EXERCISE GOAL: Copy out each of the entries below word for word, leaving out the pictures.

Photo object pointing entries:
+ + +

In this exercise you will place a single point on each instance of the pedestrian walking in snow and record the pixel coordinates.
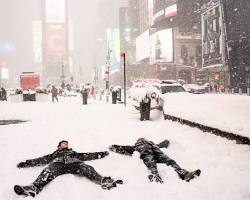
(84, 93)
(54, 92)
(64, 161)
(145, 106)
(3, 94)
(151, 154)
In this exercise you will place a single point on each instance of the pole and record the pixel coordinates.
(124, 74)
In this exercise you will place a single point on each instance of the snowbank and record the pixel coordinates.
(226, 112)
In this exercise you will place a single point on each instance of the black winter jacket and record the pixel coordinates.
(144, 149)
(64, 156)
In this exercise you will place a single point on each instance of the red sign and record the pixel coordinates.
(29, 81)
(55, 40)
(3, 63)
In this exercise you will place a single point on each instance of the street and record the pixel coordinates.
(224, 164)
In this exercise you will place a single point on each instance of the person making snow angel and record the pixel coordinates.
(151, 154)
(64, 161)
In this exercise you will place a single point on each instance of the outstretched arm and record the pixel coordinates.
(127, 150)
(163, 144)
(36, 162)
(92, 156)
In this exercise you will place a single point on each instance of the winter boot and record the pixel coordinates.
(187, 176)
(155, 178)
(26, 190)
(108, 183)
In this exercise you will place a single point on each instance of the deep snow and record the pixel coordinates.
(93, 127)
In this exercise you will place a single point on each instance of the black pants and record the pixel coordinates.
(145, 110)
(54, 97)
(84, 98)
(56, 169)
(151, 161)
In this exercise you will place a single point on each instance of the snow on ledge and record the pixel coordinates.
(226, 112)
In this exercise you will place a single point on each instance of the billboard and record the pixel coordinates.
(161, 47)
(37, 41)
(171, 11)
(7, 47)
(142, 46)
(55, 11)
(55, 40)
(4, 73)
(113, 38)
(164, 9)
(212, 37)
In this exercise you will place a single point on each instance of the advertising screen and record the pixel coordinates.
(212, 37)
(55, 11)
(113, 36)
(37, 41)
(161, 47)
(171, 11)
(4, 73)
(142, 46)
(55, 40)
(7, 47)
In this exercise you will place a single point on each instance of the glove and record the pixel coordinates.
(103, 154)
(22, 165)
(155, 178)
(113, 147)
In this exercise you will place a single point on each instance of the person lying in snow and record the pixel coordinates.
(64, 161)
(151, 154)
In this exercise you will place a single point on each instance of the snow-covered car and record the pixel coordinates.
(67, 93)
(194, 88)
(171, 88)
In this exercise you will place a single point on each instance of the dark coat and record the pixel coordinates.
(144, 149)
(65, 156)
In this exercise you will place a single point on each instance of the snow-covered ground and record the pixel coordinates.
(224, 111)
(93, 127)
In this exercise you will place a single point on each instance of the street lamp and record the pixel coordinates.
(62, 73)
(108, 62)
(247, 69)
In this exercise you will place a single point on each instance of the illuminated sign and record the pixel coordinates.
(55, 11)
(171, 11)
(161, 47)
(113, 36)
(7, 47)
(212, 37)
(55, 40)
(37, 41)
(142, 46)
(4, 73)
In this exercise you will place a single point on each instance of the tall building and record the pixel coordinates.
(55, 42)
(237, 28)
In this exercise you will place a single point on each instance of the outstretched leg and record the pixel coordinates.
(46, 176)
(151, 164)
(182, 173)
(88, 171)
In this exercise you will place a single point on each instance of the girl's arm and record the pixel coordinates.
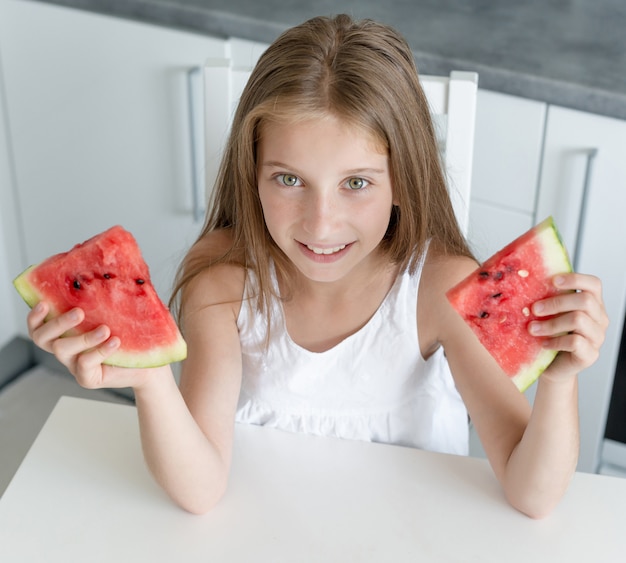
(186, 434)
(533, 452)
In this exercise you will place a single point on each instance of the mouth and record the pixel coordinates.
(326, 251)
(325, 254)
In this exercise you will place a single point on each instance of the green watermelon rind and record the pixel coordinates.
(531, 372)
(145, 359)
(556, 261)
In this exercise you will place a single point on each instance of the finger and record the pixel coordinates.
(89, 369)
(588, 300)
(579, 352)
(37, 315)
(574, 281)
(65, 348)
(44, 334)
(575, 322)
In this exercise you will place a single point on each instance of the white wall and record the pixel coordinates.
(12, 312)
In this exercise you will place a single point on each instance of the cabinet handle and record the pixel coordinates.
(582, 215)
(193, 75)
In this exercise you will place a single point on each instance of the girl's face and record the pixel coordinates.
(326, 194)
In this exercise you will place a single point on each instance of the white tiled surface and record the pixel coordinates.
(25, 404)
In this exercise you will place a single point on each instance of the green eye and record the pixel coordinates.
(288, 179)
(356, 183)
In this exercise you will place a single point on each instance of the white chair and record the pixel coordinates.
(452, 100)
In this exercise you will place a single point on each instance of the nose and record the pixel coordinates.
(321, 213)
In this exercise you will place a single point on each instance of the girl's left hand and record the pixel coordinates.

+ + +

EXPECTED ANSWER:
In this exercise you will place a single point on each instance of the pedestrian walking in snow and record the pixel coordinates.
(84, 93)
(54, 92)
(64, 161)
(145, 106)
(3, 94)
(151, 154)
In this exercise you will place a single point on each instance of the pole and record the pixel coordinates.
(124, 74)
In this exercise you will place a single point on each instance of the snowbank and record the pixel coordinates.
(226, 112)
In this exercise you will place a single point on each instance of the black winter jacket and record the pixel coordinates.
(144, 149)
(64, 156)
In this exercise you will place a single point on each instance of the red sign and record the pixel coordinates.
(29, 81)
(55, 40)
(3, 63)
In this exercise you will place a single point on each instance of the street and record the pixel coordinates.
(224, 164)
In this exercise you will place a single point on each instance of the person making snow angel and record the pixel coordinates.
(151, 154)
(64, 161)
In this exercise you will place a single point on each instance of the outstretched arm and record the pixel coordinates.
(127, 150)
(163, 144)
(36, 162)
(92, 156)
In this exercise you will place a single point on each instance of the winter boot and record the pixel coordinates.
(187, 176)
(155, 178)
(26, 190)
(108, 183)
In this exercise you will place a single point on each instance of the deep snow and record the pixel coordinates.
(93, 127)
In this exercise you will place a single point on each instance of the black pants and record the pixel coordinates.
(145, 110)
(54, 97)
(84, 98)
(56, 169)
(151, 161)
In this exercise you will place a single point on each instance of the snow on ledge and record the pixel coordinates.
(226, 112)
In this exercise you will place a single point on each instance of the billboard and record the pixel coordinates.
(161, 47)
(37, 41)
(171, 11)
(7, 47)
(142, 46)
(55, 11)
(55, 40)
(4, 73)
(113, 38)
(164, 9)
(212, 37)
In this exercise you will place a single point on each instance of the advertising screen and record the pixel coordinates.
(212, 37)
(55, 11)
(113, 36)
(37, 41)
(161, 47)
(171, 11)
(4, 73)
(142, 46)
(55, 40)
(7, 47)
In this exercise you will place a single point on each instance of the glove and record the pixel coordinates.
(103, 154)
(22, 165)
(155, 178)
(113, 147)
In this exercise you will place a single point on each instance of the person lying in snow and record the pixel coordinates.
(64, 161)
(151, 154)
In this exercise you will place a single point on each instance of the snow-covered car and record the pixel coordinates.
(67, 93)
(194, 88)
(171, 88)
In this exercise you will place a single point on each instance of the dark coat and record the pixel coordinates.
(144, 149)
(65, 156)
In this exercise you will place a single point on each instance of the snow-covered ground and record the pixel coordinates.
(224, 111)
(93, 127)
In this exercise you will place a single point on each instance of the street lamp and record the pixel coordinates.
(62, 73)
(108, 62)
(247, 69)
In this exercise you will place a single point on each instance of the illuminated sign and record the pixel coordinates.
(55, 11)
(171, 11)
(161, 47)
(113, 36)
(7, 47)
(212, 37)
(55, 40)
(37, 41)
(142, 46)
(4, 73)
In this exercise you will place a single point on each instance of the tall building and record the pixel coordinates.
(55, 42)
(237, 28)
In this exercise you will place a single point on each instance of the outstretched leg and record the pixel coordinates.
(46, 176)
(151, 164)
(182, 173)
(88, 171)
In this exercise you will place a single point on each instance of the girl's arm and record the pixel coordinates.
(186, 434)
(533, 452)
In this exercise you will place a single point on each instance of the mouth and record the pixel coordinates.
(326, 251)
(325, 254)
In this exercise you will place a single point on each instance of the green watermelon rind and record the pixel coordinates.
(531, 372)
(145, 359)
(556, 261)
In this exercise you will place a single point on each instance of the finger and record the pixel coordinates.
(89, 369)
(588, 300)
(579, 352)
(37, 315)
(574, 281)
(65, 348)
(44, 334)
(575, 322)
In this exercise you will place a single point on each instance of the white wall and record the pixel coordinates.
(12, 312)
In this exercise you will place a single point on each instance of the cabinet handle and record the pixel coordinates.
(582, 215)
(193, 75)
In this exercise you will place a single point on each instance of the girl's face and record the pixel coordinates.
(326, 194)
In this exercise you will place a single point on each instance of the white tiled surface and record the pixel coordinates.
(25, 404)
In this exercise you will place a single point on each instance of the green eye and record the pixel coordinates.
(288, 179)
(356, 183)
In this exercise you will place a single point on each instance of the white chair and record the pixel coordinates.
(452, 100)
In this exercise you will place a single point on each instance of the nose and record the pixel coordinates.
(321, 213)
In this exercise you will place a single point on each instance of the girl's left hand and record the pixel coordinates.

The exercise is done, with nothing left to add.